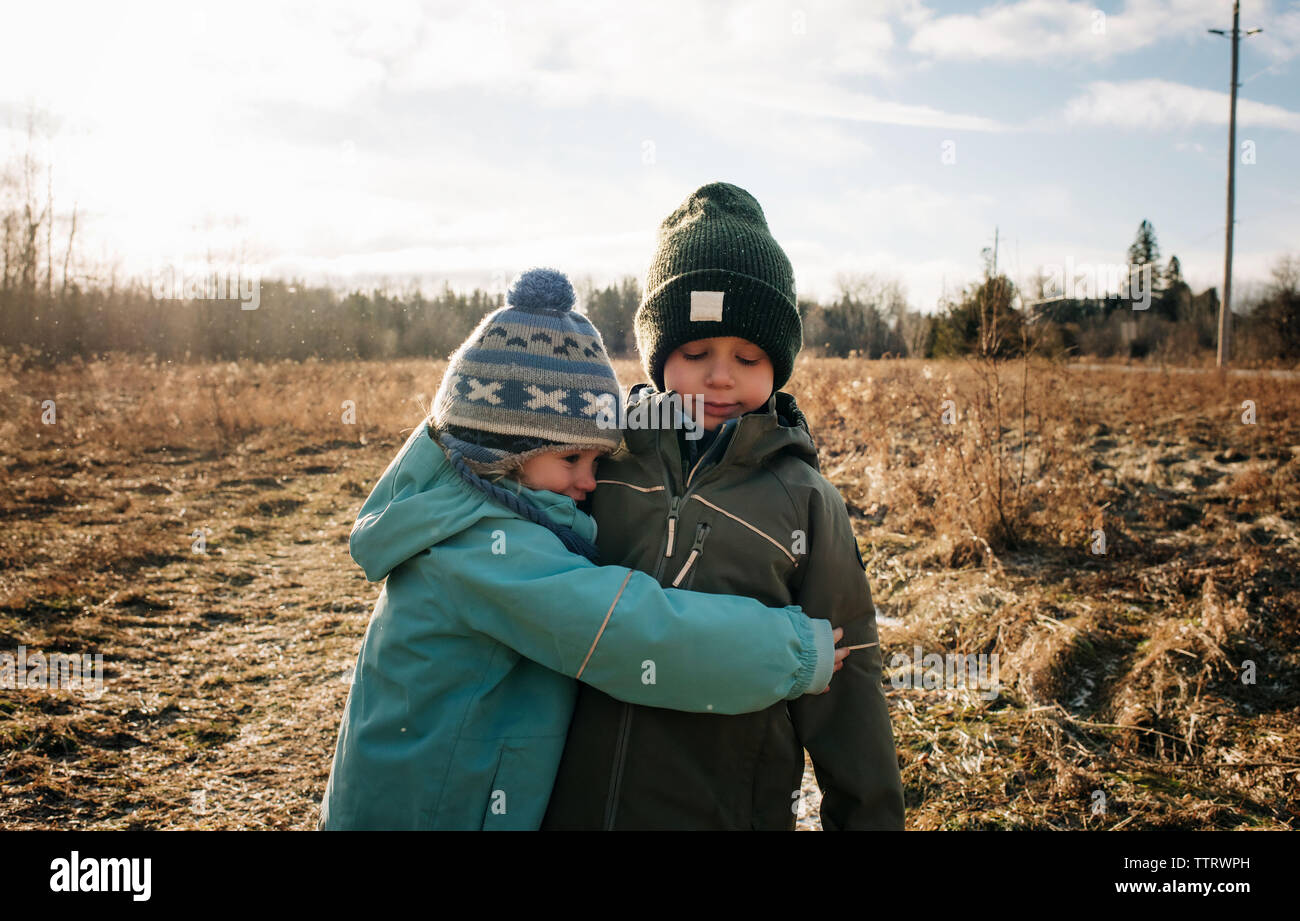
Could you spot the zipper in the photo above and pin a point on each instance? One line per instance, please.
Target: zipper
(620, 748)
(696, 549)
(620, 751)
(619, 756)
(672, 524)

·····

Copy every item above line for line and word for word, leaving the pictures out.

## SOLUTION
Could you spot the zipper in the photo above and pin a point on each instance? One line per instance, please.
Target: zipper
(620, 748)
(696, 549)
(620, 751)
(619, 756)
(672, 524)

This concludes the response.